*** Opening of DATASET RECORDS ***

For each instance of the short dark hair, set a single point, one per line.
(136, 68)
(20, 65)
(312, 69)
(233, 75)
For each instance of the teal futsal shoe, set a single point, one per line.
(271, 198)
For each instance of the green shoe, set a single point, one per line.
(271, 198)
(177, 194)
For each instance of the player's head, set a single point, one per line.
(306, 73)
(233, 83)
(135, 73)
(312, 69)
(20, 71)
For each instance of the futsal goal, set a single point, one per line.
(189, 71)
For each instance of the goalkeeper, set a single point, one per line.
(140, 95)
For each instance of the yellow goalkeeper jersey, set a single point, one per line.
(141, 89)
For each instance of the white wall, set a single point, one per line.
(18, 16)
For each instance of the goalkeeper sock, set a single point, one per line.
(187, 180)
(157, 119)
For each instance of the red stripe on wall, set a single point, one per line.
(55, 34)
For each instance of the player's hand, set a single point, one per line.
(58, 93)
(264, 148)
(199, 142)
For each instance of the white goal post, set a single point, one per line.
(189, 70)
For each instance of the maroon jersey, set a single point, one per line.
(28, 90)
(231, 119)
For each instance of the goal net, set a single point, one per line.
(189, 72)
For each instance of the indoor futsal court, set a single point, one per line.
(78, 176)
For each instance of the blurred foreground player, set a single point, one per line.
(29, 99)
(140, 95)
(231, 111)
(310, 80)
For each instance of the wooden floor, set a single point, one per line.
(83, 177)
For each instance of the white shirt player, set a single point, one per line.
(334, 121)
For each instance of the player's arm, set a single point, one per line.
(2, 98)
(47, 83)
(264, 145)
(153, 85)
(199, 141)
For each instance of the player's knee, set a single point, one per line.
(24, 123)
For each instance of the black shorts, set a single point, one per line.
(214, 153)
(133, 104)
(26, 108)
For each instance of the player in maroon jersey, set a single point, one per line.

*** Close of DATASET RECORDS ***

> [ACTIVITY]: Look for the line with "For each instance of the wooden" in the records above. Repeat it and each line after it exactly.

> [PROBLEM SOLUTION]:
For each instance of the wooden floor, set a single point, one per line.
(83, 177)
For each instance of the white shirt player, set a single point, one per line.
(334, 121)
For each instance of the player's arm, set a single point, one per line.
(2, 98)
(47, 83)
(264, 145)
(153, 85)
(199, 141)
For each instance of the player's knee, set a single point, one per line.
(24, 123)
For each instance of the black shorts, set a single point, one per line.
(214, 153)
(133, 104)
(26, 108)
For each instance of the player in maroon jersey, set a single point, one per line.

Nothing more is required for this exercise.